[Saved data entries]
|---|

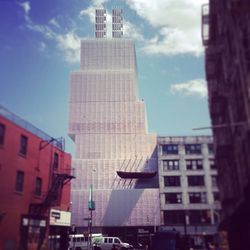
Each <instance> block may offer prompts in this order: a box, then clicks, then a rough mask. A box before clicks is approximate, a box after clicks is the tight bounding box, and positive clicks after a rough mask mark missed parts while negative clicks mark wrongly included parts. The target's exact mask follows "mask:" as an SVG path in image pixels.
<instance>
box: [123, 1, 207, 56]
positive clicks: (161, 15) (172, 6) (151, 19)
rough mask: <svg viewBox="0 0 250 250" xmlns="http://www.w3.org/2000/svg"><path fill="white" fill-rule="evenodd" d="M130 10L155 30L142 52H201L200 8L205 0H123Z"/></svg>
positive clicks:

|---|

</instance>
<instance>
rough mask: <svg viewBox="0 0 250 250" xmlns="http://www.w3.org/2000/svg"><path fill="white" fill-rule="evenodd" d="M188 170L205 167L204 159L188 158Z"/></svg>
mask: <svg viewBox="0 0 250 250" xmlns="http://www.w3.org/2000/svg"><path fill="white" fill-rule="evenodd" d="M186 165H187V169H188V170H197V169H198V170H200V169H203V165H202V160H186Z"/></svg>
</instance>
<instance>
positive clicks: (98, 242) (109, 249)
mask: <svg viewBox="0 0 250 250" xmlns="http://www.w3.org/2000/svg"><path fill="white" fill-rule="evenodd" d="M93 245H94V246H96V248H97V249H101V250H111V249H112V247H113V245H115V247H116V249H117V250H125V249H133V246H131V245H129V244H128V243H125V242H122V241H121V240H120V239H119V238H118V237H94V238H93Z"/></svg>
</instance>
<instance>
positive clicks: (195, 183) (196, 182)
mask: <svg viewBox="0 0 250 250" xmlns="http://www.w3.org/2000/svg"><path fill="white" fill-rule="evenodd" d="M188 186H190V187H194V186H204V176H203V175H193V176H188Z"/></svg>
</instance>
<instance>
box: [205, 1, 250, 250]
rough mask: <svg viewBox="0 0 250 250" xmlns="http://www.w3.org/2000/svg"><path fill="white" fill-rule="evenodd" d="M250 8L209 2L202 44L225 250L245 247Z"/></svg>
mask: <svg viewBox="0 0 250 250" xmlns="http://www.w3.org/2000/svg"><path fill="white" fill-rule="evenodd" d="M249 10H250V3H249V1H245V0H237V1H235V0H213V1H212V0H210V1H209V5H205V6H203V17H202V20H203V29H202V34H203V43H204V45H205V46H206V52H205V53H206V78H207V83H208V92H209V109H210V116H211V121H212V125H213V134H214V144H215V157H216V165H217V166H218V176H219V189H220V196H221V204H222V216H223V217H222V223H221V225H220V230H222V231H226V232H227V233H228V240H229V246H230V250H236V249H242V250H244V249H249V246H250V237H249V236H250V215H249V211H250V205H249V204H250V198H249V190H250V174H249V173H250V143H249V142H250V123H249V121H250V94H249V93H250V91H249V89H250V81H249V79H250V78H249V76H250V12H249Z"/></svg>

|---|

INSTRUCTIONS TO FOLLOW: Lay out the lines running from the line that contains "Each <instance> block" through the line that contains "box: [123, 1, 207, 56]" as a numbered list, leaving out any blank lines. Include only those lines.

RESPONSE FOR THIS EXERCISE:
1. Each <instance> block may offer prompts in this order: a box, then clicks, then a rough mask. A box before clicks is approximate, a box after clicks is the tight bounding box, and positive clicks after a rough mask mark missed parts while negative clicks mark wrongly included parts. The target's exact mask follows "mask:" as an SVG path in image pixels.
2. <instance>
3. box: [123, 1, 207, 56]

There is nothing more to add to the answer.